> RECORDS PROVIDED
╭──

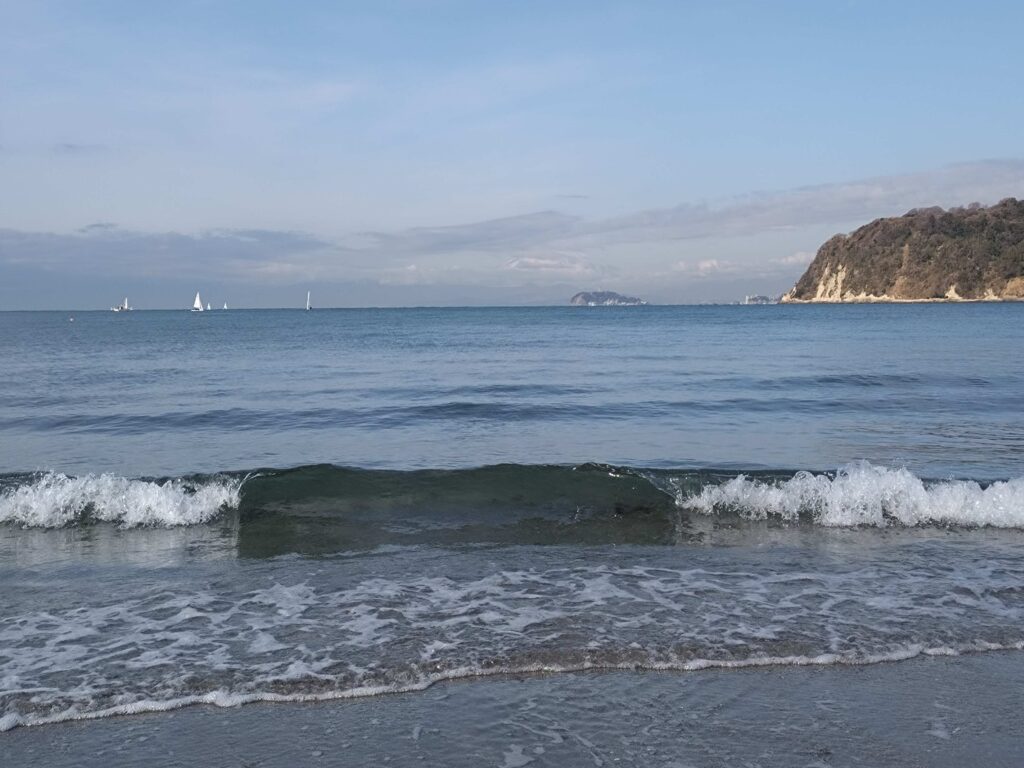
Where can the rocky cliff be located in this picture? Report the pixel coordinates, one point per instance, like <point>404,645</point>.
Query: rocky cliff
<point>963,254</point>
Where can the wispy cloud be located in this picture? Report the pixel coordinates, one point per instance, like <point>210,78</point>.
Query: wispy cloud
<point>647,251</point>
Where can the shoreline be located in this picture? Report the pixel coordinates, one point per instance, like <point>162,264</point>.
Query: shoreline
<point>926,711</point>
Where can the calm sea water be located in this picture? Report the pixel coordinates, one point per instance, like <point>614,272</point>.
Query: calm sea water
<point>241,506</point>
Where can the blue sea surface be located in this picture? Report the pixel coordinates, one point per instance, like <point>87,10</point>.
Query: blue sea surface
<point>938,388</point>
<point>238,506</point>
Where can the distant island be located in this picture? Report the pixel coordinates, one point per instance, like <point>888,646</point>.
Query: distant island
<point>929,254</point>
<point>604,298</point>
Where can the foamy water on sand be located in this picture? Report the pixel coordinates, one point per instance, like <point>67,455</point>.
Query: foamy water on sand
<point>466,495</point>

╰──
╭──

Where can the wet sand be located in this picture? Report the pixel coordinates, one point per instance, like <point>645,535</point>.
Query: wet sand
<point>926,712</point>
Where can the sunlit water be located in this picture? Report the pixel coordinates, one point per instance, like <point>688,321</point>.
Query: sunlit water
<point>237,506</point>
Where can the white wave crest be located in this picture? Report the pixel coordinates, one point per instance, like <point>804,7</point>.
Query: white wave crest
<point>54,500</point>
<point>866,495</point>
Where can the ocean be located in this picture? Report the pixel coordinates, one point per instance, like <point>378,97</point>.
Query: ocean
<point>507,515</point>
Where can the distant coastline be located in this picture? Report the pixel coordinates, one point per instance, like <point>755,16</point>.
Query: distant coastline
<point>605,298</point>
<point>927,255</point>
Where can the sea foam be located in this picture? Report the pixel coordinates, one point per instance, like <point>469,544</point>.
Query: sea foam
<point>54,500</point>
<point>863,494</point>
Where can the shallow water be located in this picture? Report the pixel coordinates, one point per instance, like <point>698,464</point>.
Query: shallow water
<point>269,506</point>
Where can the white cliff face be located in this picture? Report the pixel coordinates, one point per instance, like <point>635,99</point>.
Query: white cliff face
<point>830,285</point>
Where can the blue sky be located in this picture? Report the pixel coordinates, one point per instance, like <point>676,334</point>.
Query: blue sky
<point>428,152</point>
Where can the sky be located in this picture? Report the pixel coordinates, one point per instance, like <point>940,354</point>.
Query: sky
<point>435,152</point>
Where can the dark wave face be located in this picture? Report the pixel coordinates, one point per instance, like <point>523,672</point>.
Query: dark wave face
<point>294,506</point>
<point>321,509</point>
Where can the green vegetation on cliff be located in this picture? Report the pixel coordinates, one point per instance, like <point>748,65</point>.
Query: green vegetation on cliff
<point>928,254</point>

╰──
╭──

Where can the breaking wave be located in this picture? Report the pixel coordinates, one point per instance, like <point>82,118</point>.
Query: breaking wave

╰──

> YOUR TASK
How many lines of the material above contain the string "green"? Case counts, and the reply should be the number alone.

> CORRECT RESULT
2